■ **Texte de la page**:
__________________________________________________
Milosz de Lubicz et les nouveaux hiérophantes d’Hélie


O.W Milosz de Lubicz
O.W Milosz de Lubicz

Milosz de Lubicz occupe une place centrale dans la genèse des Frères Chevaliers d’Héliopolis. Par bien des aspects il est en lien  avec l’Adepte, que ce soit par sa pièce de théâtre qui met en scène Miguel de Mañara, que ce soit par sa passation de pouvoir et son nom à Schwaller de Lubicz, son rôle dans le cercle éphémères des veilleurs ou celui d’Hélie .. on le voit sa chevalerie mystique est très proche sinon la forme matricielle de celle des FCH.

Oscar Vladislas de Lubicz Milosz naît en « Lituanie historique », aujourd’hui la Biélorussie, territoire qui avait autrefois fait partie du Grand-duché de Lituanie. À onze ans, il arrive à Paris, interne au Lycée Janson-de-Sailly. Il poursuivra ses études à l’École du Louvre et adoptera le français comme langue d’écriture. Ses premiers poèmes paraissent en 1899. Désormais, il ne cessera plus d’écrire : poésie, roman, théâtre, traductions, essais politiques et métaphysiques. « Milosz, c’est le plus beau cadeau que l’Europe ait fait à la France », dira le poète français Paul Fort.

En 1914, il perd la fortune héritée de son père, noble polonais, et est mobilisé dans les divisions russes de l’armée française.

En 1919, Milosz devient le premier représentant à Paris de la Lituanie ayant retrouvé son indépendance. Venez, je vous conduirai en esprit vers une contrée étrange, vaporeuse, voilée, murmurante… C’est Lietuva, la Lituanie, la terre de Gedymin et Jagellon. Conférence ou poème ? Les diplomates de l’Entre-deux-guerres avaient vite remarqué ces rapports de la Délégation lituanienne, rédigés dans un français remarquable !
__________________________________________________
Entrées du jeu de données:

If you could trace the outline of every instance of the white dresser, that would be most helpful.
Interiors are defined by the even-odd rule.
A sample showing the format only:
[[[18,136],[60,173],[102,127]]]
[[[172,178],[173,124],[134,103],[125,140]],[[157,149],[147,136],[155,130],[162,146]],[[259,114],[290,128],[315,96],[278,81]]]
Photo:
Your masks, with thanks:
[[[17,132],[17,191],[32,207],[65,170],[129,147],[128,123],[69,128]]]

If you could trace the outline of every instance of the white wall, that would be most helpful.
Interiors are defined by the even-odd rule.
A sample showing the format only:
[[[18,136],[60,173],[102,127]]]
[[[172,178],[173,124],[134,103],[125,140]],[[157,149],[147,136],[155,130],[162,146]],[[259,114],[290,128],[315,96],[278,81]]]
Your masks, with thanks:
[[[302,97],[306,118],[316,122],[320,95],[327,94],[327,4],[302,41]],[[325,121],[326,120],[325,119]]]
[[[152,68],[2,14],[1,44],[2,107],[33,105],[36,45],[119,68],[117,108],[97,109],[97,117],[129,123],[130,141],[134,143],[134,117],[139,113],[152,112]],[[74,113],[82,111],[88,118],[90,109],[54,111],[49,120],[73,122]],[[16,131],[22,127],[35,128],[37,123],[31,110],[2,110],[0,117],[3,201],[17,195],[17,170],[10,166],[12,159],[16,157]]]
__________________________________________________
■ **Consigne 1**: Reprenez sous forme de liste le paragraphe de la notice sur Milosz de Lubicz qui commence par « Oscar Vladislas de Lubicz Milosz naît ». Gardez-en les faits principaux.
■ **Consigne 2**:
Répondez à ces questions d'après la notice sur Milosz de Lubicz :
(a) Quel personnage sa pièce de théâtre met-elle en scène ?
(b) En quelle année perd-il la fortune héritée de son père ?
(c) Quelle fonction exerce-t-il à Paris à partir de 1919 ?
■ **Consigne 3**: Poursuivez la notice sur Milosz de Lubicz à partir de sa dernière phrase.

■ **Réponse 1**:
- Naissance en « Lituanie historique », aujourd'hui la Biélorussie, territoire qui faisait autrefois partie du Grand-duché de Lituanie.
- Arrivée à Paris à onze ans comme interne au Lycée Janson-de-Sailly, puis études à l'École du Louvre.
- Choix du français comme langue d'écriture.
- Premiers poèmes parus en 1899, puis une écriture continue : poésie, roman, théâtre, traductions, essais politiques et métaphysiques.
- Jugement du poète Paul Fort : « Milosz, c'est le plus beau cadeau que l'Europe ait fait à la France ».

■ **Réponse 2**:
(a) Miguel de Mañara.
(b) En 1914.
(c) Il est le premier représentant à Paris de la Lituanie ayant retrouvé son indépendance.

■ **Réponse 3**:
Ruiné par la révolution russe de 1917, Milosz travaillera à la Légation de Lituanie. Il apprend le lituanien, transcrit les contes et daïnos (poésie ou chanson populaire des pays baltes), se passionne pour la culture de son pays et se dépense sans compter pour le faire connaître. Tout en assumant une carrière épuisante de diplomate, il poursuit ses recherches métaphysiques et déchiffre la Bible au moyen de la Kabbale.

En 1928, il est fait Grand-officier de l’ordre du Grand-duc Gediminas. Dans les années 1930, il découvre Fontainebleau et ses jardins. C’est là qu’il accueillera, durant l’été 1931, son petit-cousin Czeslaw Milosz, futur Prix Nobel de littérature en 1980, qui dira de lui : Il a littéralement changé ma vie en me forçant à chercher une réponse aux questions que soulève sa méditation entourée de mystère, ce qui, pour lui, était l’essence même de la poésie.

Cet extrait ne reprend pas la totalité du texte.